Data for the task: Begin

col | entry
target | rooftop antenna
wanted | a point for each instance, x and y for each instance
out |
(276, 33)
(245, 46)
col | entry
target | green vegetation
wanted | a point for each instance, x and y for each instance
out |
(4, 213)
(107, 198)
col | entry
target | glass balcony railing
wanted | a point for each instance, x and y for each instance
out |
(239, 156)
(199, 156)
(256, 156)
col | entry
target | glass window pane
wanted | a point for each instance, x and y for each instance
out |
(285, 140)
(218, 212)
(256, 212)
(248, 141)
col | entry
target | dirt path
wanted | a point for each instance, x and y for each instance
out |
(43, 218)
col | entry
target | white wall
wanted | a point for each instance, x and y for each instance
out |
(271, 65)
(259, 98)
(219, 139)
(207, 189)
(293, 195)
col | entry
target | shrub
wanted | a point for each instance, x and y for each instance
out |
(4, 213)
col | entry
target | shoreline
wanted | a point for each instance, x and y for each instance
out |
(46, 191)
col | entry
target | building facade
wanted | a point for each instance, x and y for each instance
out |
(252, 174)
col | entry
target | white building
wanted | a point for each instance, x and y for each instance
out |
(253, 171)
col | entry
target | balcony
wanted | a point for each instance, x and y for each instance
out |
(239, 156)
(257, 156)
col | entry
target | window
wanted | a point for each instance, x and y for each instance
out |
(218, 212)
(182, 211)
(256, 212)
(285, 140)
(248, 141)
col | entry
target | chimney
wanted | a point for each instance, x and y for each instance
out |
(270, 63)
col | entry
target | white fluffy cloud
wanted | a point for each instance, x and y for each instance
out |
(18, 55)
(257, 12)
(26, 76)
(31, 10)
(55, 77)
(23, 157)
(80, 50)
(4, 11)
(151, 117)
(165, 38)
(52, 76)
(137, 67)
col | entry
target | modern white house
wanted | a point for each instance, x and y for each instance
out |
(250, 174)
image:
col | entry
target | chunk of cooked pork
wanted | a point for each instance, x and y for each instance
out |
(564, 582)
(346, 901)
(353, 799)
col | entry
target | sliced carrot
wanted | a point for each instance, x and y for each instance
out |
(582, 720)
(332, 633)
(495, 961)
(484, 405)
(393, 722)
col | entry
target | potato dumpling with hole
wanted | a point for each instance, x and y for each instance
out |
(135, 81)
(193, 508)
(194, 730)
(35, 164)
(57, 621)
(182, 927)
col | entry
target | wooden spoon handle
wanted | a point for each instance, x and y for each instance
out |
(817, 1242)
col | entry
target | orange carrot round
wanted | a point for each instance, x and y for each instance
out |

Data for the task: End

> _Exercise objective_
Would you please reproduce all of the lines above exactly?

> _Written answer_
col | entry
target | rooftop antenna
wanted | a point for each instance, x and y for each instance
out |
(276, 33)
(245, 46)
col | entry
target | green vegetation
wanted | a point for each instance, x and y for each instance
out |
(4, 213)
(107, 198)
col | entry
target | glass balcony railing
wanted | a point for each instance, x and y for each instance
out |
(239, 156)
(199, 156)
(256, 156)
col | entry
target | glass window pane
wanted | a point for each instance, x and y for each instance
out |
(285, 140)
(218, 212)
(256, 212)
(248, 141)
col | entry
target | dirt path
wanted | a point for each instance, x and y for each instance
out |
(43, 218)
col | entry
target | white wall
wanted | a point for each instance, x and y for each instance
out |
(271, 65)
(259, 98)
(219, 139)
(207, 189)
(293, 195)
col | entry
target | shrub
wanted | a point for each instance, x and y for each instance
out |
(4, 213)
col | entry
target | shoreline
wanted | a point for each instance, x and y for each instance
out |
(46, 191)
col | entry
target | building facade
wanted | a point for each instance, x and y for each instance
out |
(252, 174)
col | entry
target | white building
wanted | a point for each instance, x and y for each instance
out |
(253, 171)
col | entry
target | balcony
wanted | a point for each instance, x and y for each instance
out |
(239, 156)
(257, 156)
col | entry
target | window
wanted | a point for each instance, x and y for each instance
out |
(218, 212)
(182, 211)
(256, 212)
(285, 140)
(248, 141)
col | entry
target | chimney
wanted | a point for each instance, x and y for each instance
out |
(270, 63)
col | entry
target | white fluffy cloud
wanted | a point for each instance, x and y for each instance
out |
(18, 55)
(257, 12)
(26, 76)
(31, 10)
(55, 77)
(23, 157)
(80, 50)
(4, 11)
(151, 117)
(165, 38)
(52, 76)
(137, 67)
col | entry
target | modern white house
wanted | a point for each instance, x and y for each instance
out |
(250, 174)
image:
col | entry
target | chunk of cooked pork
wanted | a point for each instance, x and y for each instance
out |
(564, 582)
(346, 901)
(353, 799)
col | entry
target | sliced carrot
wanted | a point for each instance, x and y for each instance
out |
(582, 720)
(332, 633)
(495, 961)
(484, 405)
(393, 722)
col | entry
target | potato dumpling with hole
wanted | a point for each instance, x and y for each instance
out |
(135, 81)
(193, 508)
(194, 730)
(35, 164)
(57, 621)
(182, 927)
col | entry
target | wooden spoon handle
wanted | a point for each instance, x and y for each instance
out |
(817, 1242)
col | entry
target | orange carrot round
wanted | a point for each instance, x and y for each instance
out |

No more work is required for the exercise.